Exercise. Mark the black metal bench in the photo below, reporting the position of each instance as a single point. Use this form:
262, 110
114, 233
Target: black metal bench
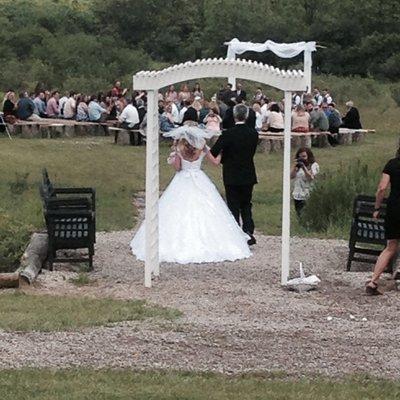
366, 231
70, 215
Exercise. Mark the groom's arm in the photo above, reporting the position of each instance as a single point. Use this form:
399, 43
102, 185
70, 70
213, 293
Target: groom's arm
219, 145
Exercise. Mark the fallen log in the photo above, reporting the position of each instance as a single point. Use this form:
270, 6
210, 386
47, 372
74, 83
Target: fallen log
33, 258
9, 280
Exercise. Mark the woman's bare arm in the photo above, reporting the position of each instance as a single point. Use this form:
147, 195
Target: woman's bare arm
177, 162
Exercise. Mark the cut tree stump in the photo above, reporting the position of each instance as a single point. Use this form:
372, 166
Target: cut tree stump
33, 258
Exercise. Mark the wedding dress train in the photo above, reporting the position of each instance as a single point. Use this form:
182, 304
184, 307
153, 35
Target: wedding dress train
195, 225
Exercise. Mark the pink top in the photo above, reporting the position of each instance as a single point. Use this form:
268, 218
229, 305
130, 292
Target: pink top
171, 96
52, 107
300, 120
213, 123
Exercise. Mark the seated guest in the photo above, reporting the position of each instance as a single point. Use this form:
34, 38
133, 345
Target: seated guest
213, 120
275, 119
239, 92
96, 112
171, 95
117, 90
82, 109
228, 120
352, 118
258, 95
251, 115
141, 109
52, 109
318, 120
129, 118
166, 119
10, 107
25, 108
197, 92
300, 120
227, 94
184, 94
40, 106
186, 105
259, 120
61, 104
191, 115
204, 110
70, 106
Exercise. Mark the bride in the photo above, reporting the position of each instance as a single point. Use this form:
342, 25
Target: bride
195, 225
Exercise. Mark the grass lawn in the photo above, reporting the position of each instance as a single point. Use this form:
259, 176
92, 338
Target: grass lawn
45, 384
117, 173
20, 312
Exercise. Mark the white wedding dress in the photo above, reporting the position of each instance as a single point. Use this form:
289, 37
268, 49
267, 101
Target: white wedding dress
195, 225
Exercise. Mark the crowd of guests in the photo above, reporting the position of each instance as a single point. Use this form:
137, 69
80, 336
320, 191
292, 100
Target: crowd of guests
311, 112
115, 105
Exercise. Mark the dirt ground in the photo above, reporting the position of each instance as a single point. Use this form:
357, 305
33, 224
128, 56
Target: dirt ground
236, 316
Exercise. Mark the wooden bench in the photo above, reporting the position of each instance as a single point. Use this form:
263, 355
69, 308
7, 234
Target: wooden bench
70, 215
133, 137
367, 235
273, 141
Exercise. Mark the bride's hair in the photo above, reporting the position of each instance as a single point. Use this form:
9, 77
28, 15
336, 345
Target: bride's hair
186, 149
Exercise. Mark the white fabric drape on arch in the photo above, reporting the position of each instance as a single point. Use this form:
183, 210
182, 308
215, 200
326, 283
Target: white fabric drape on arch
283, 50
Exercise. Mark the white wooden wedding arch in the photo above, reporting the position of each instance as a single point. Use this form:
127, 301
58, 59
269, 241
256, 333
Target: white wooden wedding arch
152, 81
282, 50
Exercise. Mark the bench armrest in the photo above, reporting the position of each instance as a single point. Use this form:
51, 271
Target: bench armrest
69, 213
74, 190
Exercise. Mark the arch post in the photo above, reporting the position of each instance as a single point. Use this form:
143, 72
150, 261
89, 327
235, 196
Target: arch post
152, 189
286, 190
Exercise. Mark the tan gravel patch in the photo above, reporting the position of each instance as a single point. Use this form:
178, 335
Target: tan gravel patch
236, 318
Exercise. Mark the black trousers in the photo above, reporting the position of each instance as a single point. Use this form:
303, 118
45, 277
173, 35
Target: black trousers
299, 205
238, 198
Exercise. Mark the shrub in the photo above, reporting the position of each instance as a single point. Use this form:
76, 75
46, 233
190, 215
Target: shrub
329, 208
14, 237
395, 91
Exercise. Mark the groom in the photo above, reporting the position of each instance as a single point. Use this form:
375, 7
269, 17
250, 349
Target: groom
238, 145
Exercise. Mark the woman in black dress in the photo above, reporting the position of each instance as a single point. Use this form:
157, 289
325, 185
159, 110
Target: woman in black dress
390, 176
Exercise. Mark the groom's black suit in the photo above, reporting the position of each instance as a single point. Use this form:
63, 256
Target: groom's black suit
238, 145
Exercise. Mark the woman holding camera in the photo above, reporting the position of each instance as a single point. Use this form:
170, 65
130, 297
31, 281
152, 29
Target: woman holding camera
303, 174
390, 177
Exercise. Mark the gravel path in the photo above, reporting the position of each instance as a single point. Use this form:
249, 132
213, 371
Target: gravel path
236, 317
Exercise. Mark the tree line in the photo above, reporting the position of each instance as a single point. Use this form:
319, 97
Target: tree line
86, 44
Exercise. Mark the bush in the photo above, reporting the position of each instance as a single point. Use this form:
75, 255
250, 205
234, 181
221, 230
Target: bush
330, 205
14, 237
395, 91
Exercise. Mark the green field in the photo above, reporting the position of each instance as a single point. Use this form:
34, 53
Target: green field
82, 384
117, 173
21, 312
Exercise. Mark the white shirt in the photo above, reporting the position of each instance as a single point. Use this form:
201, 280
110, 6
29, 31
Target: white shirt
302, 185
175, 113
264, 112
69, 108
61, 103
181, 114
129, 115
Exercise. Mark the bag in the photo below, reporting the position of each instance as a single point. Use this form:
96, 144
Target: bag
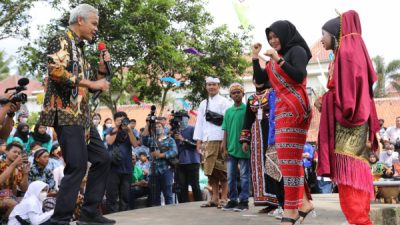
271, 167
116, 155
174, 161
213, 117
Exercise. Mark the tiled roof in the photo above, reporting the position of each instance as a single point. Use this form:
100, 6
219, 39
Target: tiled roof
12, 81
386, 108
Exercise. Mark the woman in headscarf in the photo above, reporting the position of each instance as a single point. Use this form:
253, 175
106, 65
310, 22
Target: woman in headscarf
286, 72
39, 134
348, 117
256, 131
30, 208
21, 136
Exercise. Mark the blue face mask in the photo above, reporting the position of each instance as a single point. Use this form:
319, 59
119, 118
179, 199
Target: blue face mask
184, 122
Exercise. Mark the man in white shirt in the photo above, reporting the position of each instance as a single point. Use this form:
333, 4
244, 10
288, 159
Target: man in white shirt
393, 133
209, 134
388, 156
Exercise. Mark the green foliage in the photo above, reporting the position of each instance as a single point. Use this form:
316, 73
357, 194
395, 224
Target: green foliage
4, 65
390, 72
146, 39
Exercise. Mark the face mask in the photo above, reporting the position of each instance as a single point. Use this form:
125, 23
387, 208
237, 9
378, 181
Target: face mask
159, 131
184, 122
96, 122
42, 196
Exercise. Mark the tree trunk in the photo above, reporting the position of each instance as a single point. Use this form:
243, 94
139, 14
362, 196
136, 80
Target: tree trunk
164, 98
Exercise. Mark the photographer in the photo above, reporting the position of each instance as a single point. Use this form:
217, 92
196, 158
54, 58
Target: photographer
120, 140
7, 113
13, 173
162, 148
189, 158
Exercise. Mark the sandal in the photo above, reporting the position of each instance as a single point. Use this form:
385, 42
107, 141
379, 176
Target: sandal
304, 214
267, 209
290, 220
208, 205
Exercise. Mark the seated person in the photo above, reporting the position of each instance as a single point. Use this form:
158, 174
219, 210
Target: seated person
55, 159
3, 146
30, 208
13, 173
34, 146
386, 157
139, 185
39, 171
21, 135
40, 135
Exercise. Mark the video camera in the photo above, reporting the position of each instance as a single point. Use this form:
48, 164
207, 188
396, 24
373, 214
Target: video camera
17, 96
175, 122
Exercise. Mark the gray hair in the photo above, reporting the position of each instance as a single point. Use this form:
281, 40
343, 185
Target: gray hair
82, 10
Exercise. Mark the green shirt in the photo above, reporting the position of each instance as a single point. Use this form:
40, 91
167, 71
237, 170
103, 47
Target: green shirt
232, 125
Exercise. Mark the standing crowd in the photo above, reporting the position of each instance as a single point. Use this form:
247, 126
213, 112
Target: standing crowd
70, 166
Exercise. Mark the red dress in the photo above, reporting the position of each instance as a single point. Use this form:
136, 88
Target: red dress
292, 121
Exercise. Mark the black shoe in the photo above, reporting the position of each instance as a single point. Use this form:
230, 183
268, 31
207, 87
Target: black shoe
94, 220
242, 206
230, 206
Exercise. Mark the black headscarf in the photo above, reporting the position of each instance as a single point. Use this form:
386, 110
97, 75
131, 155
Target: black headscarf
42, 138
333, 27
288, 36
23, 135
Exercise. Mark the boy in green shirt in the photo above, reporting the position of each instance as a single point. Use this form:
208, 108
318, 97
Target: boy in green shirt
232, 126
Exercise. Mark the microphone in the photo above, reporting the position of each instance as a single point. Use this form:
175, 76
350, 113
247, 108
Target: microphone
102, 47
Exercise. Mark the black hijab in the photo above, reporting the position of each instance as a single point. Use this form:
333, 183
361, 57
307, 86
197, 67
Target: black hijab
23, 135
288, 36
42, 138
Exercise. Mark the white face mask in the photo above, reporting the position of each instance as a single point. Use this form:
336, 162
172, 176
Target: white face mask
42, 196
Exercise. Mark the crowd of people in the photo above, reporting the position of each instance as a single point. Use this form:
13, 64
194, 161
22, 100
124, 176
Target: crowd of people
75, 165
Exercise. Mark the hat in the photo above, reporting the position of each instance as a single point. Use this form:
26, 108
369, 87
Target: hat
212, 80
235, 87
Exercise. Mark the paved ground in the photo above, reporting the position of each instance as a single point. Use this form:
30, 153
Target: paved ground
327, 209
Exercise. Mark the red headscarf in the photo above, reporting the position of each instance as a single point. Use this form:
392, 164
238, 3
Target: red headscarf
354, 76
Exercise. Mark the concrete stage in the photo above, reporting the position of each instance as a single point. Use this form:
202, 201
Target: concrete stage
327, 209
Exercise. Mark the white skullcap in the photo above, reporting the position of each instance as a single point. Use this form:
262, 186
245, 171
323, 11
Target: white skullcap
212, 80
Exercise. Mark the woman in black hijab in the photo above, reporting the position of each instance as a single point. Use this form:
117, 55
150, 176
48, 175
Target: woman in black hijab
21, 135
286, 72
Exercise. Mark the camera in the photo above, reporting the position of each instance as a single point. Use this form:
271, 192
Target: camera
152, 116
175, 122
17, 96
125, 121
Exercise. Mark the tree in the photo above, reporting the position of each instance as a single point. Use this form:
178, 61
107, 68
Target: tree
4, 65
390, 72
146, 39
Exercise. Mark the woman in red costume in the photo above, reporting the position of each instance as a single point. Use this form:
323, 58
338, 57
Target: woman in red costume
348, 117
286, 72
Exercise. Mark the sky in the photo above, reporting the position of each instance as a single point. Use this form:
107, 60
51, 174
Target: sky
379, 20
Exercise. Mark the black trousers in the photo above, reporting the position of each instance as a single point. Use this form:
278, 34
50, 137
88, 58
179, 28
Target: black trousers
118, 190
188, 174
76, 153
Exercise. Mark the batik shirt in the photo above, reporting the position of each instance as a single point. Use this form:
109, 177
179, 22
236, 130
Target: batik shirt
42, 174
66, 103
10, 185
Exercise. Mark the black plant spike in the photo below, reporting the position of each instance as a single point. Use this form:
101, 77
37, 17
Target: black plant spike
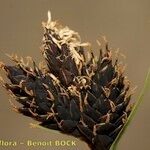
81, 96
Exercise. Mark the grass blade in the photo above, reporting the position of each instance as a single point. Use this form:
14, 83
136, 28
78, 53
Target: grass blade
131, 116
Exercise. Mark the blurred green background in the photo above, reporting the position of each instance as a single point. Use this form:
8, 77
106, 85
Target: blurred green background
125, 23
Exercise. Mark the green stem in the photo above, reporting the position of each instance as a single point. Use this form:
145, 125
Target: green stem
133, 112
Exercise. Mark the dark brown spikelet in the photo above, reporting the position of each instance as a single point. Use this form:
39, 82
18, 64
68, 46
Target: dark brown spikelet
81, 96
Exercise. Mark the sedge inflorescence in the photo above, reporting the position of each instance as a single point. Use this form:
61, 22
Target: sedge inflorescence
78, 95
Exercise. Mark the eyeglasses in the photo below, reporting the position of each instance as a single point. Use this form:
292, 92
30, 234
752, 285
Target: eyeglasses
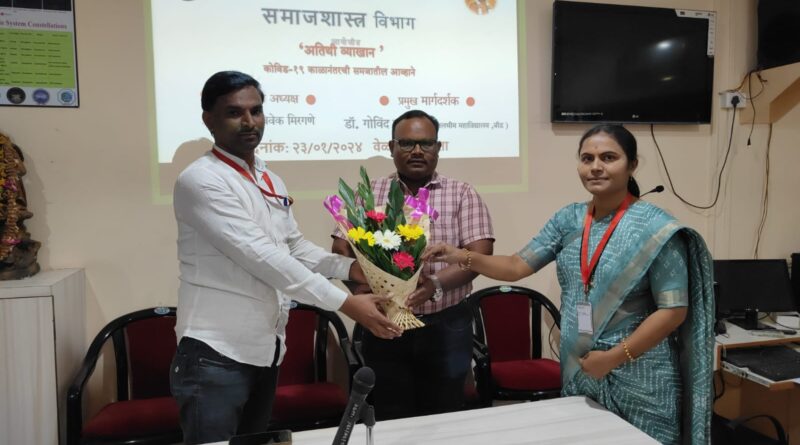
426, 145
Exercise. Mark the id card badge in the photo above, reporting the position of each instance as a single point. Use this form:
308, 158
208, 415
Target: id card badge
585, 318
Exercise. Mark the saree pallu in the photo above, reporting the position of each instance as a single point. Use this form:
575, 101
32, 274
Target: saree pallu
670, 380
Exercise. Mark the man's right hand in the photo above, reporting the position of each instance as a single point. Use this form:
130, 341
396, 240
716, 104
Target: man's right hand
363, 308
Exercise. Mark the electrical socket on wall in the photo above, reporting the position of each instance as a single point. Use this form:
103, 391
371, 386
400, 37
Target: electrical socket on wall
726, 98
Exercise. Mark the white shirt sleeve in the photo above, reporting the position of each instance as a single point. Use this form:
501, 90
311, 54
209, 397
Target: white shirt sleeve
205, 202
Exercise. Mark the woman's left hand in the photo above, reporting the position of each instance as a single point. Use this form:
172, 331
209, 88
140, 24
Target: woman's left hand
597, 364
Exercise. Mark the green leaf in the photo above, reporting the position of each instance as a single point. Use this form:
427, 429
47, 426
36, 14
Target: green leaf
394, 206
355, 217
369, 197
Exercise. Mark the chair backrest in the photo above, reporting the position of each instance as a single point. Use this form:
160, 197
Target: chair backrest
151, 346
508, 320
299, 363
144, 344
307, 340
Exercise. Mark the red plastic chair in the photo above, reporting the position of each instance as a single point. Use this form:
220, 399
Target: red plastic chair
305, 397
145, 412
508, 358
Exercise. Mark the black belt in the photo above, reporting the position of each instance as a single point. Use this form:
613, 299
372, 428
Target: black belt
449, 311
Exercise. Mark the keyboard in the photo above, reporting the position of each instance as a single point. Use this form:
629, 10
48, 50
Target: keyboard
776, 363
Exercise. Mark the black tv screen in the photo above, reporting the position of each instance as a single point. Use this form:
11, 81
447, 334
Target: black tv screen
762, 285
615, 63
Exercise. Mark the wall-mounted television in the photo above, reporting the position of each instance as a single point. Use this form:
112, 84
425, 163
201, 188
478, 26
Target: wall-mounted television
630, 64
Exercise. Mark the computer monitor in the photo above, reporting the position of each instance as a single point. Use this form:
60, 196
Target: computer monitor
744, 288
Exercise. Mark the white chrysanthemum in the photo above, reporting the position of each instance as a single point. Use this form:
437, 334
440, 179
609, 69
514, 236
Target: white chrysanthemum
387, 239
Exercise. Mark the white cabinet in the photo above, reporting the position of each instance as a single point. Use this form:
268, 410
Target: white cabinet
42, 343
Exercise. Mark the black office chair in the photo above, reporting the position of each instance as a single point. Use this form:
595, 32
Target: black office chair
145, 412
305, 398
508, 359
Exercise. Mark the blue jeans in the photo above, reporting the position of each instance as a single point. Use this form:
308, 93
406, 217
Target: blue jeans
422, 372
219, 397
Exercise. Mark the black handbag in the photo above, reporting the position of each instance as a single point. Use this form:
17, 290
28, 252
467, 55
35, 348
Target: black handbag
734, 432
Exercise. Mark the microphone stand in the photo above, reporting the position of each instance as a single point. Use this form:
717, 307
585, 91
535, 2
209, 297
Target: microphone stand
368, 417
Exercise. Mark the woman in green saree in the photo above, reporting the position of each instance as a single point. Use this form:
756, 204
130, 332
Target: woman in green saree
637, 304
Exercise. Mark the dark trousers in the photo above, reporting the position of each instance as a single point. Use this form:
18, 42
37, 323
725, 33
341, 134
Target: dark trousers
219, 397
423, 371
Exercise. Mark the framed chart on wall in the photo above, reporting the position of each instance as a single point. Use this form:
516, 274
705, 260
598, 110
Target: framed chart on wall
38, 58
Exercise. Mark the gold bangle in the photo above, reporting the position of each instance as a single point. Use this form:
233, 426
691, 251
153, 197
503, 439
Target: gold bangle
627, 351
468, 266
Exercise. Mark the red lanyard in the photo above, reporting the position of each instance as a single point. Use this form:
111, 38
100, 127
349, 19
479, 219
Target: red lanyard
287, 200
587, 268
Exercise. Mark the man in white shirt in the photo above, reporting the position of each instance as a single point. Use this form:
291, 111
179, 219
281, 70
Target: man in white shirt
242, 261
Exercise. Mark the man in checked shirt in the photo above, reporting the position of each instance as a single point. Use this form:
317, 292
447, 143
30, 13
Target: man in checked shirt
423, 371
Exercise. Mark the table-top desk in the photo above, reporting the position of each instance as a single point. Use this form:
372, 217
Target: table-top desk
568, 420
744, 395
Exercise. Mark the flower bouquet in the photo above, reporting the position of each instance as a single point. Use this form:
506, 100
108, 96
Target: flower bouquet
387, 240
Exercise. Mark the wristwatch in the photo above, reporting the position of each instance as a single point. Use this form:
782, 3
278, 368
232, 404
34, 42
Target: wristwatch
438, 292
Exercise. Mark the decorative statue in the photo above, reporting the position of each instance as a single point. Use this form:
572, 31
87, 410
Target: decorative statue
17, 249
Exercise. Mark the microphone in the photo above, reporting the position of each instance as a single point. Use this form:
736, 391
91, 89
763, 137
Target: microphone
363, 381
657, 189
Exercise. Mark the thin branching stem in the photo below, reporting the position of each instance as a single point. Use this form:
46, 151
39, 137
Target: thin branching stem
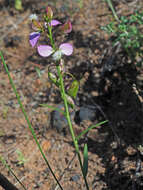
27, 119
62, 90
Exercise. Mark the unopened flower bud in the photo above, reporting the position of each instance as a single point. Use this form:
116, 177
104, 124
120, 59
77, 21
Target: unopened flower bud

Problem description: If a line of the records includes the string "unopened", copy it out.

Solved exercise:
Exercise. Mark the unopened flower bud in the photo above, reporting the position of each instance as a single point. Use this form:
Target: unopened flower bud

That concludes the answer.